--- Data supplied Enclosed Below ---

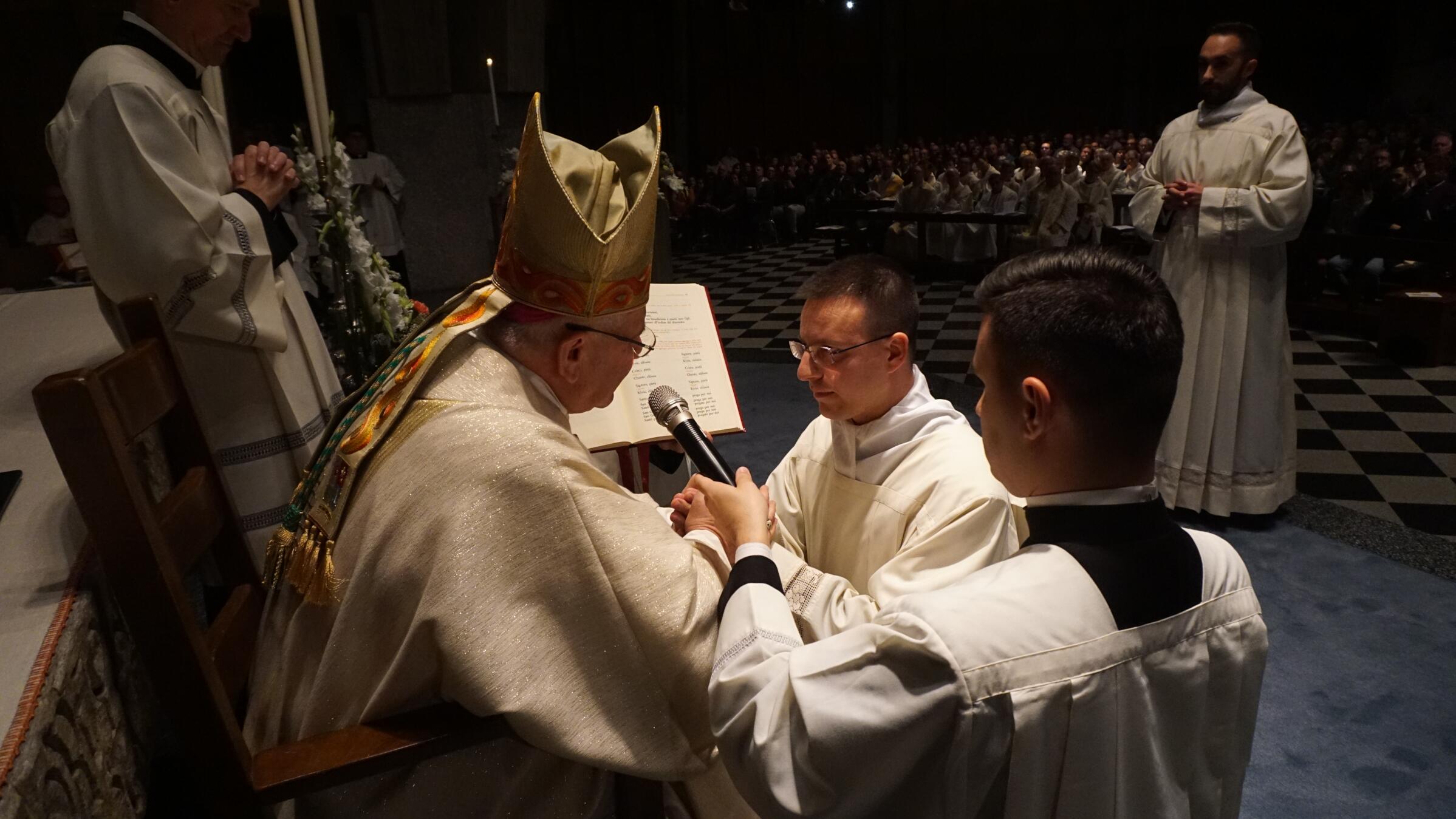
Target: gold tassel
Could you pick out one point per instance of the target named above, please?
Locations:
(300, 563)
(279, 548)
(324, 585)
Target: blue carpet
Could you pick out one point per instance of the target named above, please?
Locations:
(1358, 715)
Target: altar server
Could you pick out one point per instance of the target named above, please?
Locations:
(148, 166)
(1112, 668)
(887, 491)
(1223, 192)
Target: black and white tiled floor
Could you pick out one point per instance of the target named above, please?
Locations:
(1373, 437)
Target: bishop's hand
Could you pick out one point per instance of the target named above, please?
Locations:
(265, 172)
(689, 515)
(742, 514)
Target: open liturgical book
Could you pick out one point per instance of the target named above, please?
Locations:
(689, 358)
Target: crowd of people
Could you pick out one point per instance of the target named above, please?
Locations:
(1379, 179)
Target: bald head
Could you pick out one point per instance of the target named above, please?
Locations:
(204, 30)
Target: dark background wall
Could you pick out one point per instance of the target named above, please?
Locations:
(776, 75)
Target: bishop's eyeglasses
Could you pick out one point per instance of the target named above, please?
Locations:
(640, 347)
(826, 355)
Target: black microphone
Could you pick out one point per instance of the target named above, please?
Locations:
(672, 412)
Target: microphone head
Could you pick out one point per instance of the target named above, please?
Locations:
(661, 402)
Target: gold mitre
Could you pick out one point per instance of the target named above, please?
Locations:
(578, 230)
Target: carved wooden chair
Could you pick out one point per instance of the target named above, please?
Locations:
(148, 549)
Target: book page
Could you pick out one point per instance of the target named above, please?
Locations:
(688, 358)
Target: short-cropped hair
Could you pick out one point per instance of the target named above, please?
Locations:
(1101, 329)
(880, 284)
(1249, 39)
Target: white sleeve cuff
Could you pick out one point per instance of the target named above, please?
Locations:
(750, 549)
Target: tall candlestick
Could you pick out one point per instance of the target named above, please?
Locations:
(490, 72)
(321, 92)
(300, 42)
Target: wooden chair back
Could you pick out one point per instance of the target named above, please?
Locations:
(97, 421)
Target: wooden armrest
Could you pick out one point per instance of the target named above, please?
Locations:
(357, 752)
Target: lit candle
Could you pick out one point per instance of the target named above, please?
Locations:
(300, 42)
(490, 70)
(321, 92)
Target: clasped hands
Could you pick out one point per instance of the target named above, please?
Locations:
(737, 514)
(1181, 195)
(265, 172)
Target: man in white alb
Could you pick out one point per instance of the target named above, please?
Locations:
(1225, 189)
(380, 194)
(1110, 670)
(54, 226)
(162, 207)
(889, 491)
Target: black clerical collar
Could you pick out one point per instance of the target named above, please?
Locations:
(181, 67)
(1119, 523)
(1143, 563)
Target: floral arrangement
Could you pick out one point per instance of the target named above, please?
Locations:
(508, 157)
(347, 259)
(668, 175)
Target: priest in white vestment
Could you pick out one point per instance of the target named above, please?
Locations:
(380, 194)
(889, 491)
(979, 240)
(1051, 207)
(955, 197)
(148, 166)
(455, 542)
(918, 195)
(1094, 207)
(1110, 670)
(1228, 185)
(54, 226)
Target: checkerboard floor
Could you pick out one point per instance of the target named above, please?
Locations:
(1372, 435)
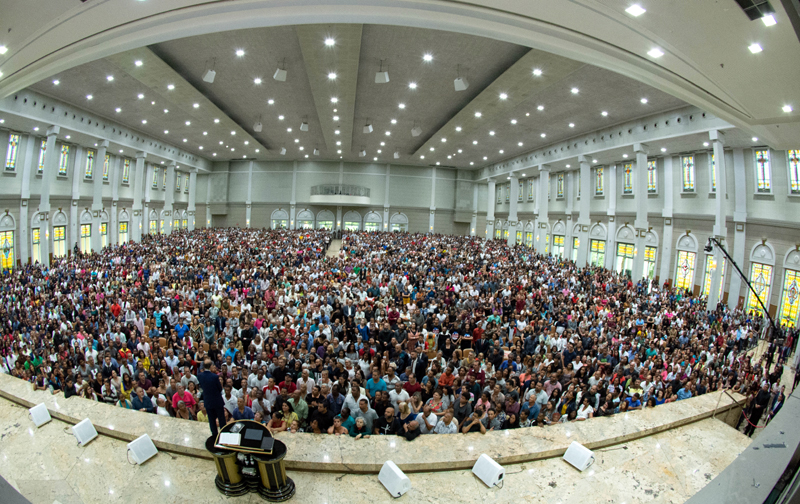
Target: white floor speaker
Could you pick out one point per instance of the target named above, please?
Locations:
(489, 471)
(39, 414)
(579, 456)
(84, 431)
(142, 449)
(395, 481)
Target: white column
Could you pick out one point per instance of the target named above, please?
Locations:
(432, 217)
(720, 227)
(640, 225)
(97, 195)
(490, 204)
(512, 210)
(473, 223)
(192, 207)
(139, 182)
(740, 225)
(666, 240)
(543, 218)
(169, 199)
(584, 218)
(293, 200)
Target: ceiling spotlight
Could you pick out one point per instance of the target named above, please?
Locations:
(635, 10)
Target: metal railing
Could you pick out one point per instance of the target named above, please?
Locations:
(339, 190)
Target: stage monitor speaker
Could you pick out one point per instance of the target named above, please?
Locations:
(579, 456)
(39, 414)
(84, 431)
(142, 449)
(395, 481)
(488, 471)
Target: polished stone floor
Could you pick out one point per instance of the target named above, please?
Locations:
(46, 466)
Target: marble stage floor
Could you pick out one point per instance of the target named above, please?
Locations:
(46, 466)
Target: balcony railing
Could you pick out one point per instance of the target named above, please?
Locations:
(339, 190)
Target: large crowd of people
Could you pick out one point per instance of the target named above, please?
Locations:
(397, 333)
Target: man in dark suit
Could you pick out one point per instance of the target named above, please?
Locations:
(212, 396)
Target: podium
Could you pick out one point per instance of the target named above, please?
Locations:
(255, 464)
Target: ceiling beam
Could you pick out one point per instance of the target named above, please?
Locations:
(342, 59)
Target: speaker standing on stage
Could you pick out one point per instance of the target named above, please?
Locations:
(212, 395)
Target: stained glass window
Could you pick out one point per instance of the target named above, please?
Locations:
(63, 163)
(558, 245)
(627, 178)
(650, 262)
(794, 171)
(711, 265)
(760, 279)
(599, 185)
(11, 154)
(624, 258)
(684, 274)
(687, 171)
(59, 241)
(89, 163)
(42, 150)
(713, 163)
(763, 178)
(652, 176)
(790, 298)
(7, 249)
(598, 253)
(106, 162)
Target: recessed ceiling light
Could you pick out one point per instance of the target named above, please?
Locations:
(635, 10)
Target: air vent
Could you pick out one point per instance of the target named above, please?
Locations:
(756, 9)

--- End of Enclosed Data supplied ---

Exercise aim |
Repeat each of the records exactly as written, except for the pictures, which are to be left out.

Solved problem |
Target: gold tassel
Could you pick out one point per instance of the target named above, please?
Locations:
(300, 563)
(279, 548)
(324, 585)
Target: blue carpet
Could you pick out one point per instance of the target named above, please?
Locations:
(1358, 715)
Target: altar server
Could you pick out one point per instance of the target named above, please?
Locations:
(148, 166)
(1112, 668)
(887, 491)
(1223, 192)
Target: black and white tiled floor
Could you pick out one point per instance of the target named above, please?
Locations:
(1373, 437)
Target: bishop's hand
Could you pick out one point per instance of the target named above, please?
Locations:
(265, 172)
(689, 515)
(742, 514)
Target: open liturgical book
Could you pick out one point per instance of the target named above, please?
Locations:
(689, 358)
Target: crowd of people
Could you pick out one point per instance of the target named above, please?
Locations:
(1379, 179)
Target: bald head
Could you pick out one point per instance of the target named above, please?
Locations:
(204, 30)
Target: dark background wall
Could you pick out one point per instance of the target named above, please?
Locations:
(776, 75)
Target: bishop's eyeglasses
Could you pick out one point per instance of the target named above, please?
Locations:
(640, 347)
(826, 355)
Target: black microphone
Could you pick out one point per instance of the target named above, please?
Locations:
(672, 412)
Target: microphone head
Could you pick out one point per instance of the target named above, please?
Locations:
(661, 402)
Target: gold mitre
Could you pick out one point per instance of the target named above, please?
Locations:
(578, 230)
Target: carved wooden chair
Could you pick out one point per instance of the target named above, please?
Locations:
(148, 549)
Target: book page
Could you pick out one point per instance of the target named above, please?
Locations:
(688, 358)
Target: short-cropped hair
Could you pick out one point per instance of the target named above, please?
Locations:
(1101, 329)
(880, 284)
(1249, 39)
Target: white sleeve cuff
Could you pick out one point per instance of the target named above, please?
Locations:
(750, 549)
Target: tall candlestick
Could you pick out one point per instance of the target named above, please?
Locations:
(490, 72)
(321, 92)
(300, 42)
Target: wooden chair back
Could you pick out one point per instance of the target named above, please?
Locations:
(97, 421)
Target: wooden armrest
Could you pick out one point per instance of the target named above, please?
Locations:
(357, 752)
Target: lit candle
Could you pick out one point per instance of the target named above, please?
Locations:
(300, 42)
(490, 70)
(321, 92)
Target: clasped hands
Could you pick out one point per instance of the target named above, please?
Locations:
(737, 514)
(1181, 195)
(265, 172)
Target: man in white alb
Could you pick out one point per instance of the target named above, please?
Locations:
(1225, 189)
(380, 194)
(1110, 670)
(54, 226)
(162, 207)
(889, 491)
Target: black clerical collar
Could you pick out one point per instance of the target named above, please?
Locations:
(181, 67)
(1119, 523)
(1143, 563)
Target: floral arrangement
Could you pick out one point per instance of the target named above, please?
Locations:
(508, 157)
(347, 259)
(668, 175)
Target: priest in white vestment
Could you pick out one point per instance of the target named above, please?
Locations:
(380, 194)
(889, 491)
(979, 240)
(1051, 207)
(955, 197)
(148, 166)
(455, 542)
(918, 195)
(1094, 207)
(1110, 670)
(1228, 185)
(54, 226)
Target: checkerboard floor
Could you pick out one point per instance of the target named above, please?
Locations:
(1372, 435)
Target: white floor speaker
Could you pick out one point per instance of the target named above, please?
Locations:
(489, 471)
(39, 414)
(579, 456)
(84, 431)
(142, 449)
(395, 481)
Target: white column
Could you pick out one point per instance of the target named above, please?
Locations:
(432, 217)
(720, 227)
(640, 225)
(97, 195)
(490, 204)
(512, 210)
(473, 223)
(192, 207)
(139, 182)
(740, 225)
(666, 240)
(543, 218)
(169, 199)
(584, 218)
(293, 200)
Target: ceiling spotlight
Could you pick out one point per instance of the target named above, please?
Locations:
(635, 10)
Target: metal railing
Could you pick out one point per instance of the target named above, please?
Locations:
(339, 190)
Target: stage monitor speaker
Could you pick out one point per instance of the target named above, please?
Locations:
(579, 456)
(39, 414)
(84, 431)
(142, 449)
(395, 481)
(488, 471)
Target: polished stone floor
Could you pick out one point per instance of the target named above, please?
Locations:
(46, 466)
Target: marble stage floor
Could you pick out one point per instance of the target named above, please?
Locations:
(46, 466)
Target: balcony railing
Could you pick out one point per instance of the target named above, please?
Locations:
(339, 190)
Target: large crowd of people
Could you pick out one point per instance of the target named above, please?
Locations:
(397, 333)
Target: man in dark suit
Could you pick out one point per instance of the target named above, please?
Locations:
(212, 396)
Target: podium
Could you pick out one point per instance of the target named above, please?
Locations:
(255, 464)
Target: ceiling beam
Could you pick out one point per instance of the target named above, please?
Locations:
(342, 59)
Target: speaker standing on stage
Could you pick out one point per instance of the target named above, please?
Locations:
(212, 395)
Target: stained glass window
Could you pick out one point per instance of the target named above, please?
Locations:
(63, 163)
(558, 245)
(627, 178)
(650, 262)
(794, 171)
(711, 265)
(760, 279)
(599, 185)
(11, 154)
(624, 258)
(684, 274)
(687, 171)
(59, 241)
(89, 163)
(42, 150)
(713, 163)
(763, 178)
(652, 176)
(790, 298)
(7, 249)
(598, 253)
(106, 162)
Target: recessed ceiling light
Could you pick out one point per instance of the target named above, please?
Locations:
(635, 10)
Target: air vent
Could you pick out one point per instance of the target named above, please?
Locations:
(756, 9)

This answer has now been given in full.